▶ What this task involves: In the records below, find the line containing "box: [158, 207, 193, 224]" and the line containing "191L289 185L290 179L274"; please repeat exactly the lines from one to the other, both included, and nothing more.

▶ Exercise materials:
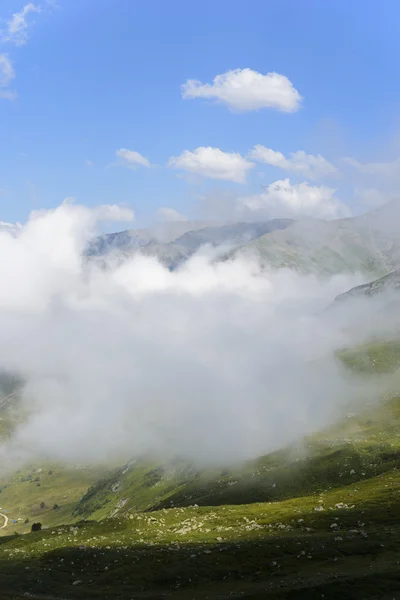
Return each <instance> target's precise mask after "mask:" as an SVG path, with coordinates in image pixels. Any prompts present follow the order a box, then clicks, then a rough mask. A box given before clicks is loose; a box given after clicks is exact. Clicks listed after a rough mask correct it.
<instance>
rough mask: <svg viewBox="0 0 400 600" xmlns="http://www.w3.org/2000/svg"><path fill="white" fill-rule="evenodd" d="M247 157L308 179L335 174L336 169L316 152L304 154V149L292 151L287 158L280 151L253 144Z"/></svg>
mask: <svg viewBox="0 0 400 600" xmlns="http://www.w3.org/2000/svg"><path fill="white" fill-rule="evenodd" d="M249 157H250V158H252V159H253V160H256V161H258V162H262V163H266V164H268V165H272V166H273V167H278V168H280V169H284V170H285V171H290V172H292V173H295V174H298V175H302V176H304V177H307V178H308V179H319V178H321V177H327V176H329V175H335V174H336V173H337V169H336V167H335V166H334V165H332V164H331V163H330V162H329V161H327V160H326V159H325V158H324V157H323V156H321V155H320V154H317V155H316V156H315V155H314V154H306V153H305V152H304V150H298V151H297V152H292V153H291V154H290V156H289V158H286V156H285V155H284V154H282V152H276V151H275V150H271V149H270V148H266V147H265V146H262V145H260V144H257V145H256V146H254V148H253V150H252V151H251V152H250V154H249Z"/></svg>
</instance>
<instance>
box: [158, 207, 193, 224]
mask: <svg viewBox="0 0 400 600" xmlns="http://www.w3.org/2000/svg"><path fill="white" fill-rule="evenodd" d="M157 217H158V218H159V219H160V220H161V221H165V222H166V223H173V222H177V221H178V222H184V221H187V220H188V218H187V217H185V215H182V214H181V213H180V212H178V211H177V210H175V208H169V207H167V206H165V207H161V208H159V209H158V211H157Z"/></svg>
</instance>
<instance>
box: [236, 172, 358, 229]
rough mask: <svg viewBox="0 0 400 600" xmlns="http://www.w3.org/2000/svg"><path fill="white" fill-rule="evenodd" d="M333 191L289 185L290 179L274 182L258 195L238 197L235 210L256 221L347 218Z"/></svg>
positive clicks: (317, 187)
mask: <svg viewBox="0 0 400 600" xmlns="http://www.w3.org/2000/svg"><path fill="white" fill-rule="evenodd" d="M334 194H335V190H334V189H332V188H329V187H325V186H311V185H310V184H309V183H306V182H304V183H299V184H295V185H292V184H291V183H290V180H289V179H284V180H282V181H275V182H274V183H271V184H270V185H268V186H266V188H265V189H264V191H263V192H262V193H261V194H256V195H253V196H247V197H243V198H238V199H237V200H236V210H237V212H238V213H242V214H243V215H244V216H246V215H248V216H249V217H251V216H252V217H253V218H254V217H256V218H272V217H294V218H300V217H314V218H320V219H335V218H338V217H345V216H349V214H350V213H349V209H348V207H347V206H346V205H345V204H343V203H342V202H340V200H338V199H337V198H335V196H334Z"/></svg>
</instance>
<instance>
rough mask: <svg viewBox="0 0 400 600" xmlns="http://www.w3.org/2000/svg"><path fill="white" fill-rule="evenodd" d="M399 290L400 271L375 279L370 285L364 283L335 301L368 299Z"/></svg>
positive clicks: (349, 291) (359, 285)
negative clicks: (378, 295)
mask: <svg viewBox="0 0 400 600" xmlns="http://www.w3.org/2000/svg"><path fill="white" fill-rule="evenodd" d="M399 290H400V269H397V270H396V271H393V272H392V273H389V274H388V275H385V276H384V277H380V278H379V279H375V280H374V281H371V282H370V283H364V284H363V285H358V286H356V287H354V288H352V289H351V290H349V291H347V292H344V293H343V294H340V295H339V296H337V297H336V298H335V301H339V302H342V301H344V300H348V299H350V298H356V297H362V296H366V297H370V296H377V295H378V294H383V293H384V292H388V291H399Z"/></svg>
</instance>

▶ Solution to the exercise:
box: [158, 207, 193, 224]
mask: <svg viewBox="0 0 400 600" xmlns="http://www.w3.org/2000/svg"><path fill="white" fill-rule="evenodd" d="M157 217H158V218H159V219H160V220H161V221H165V222H166V223H173V222H177V221H178V222H184V221H187V220H188V218H187V217H185V215H182V214H181V213H180V212H178V211H177V210H175V208H169V207H167V206H165V207H161V208H159V209H158V211H157Z"/></svg>
</instance>
<instance>
box: [236, 172, 358, 229]
rough mask: <svg viewBox="0 0 400 600" xmlns="http://www.w3.org/2000/svg"><path fill="white" fill-rule="evenodd" d="M333 191L289 185L290 179L274 182L258 195L238 197L235 210L256 221L347 218Z"/></svg>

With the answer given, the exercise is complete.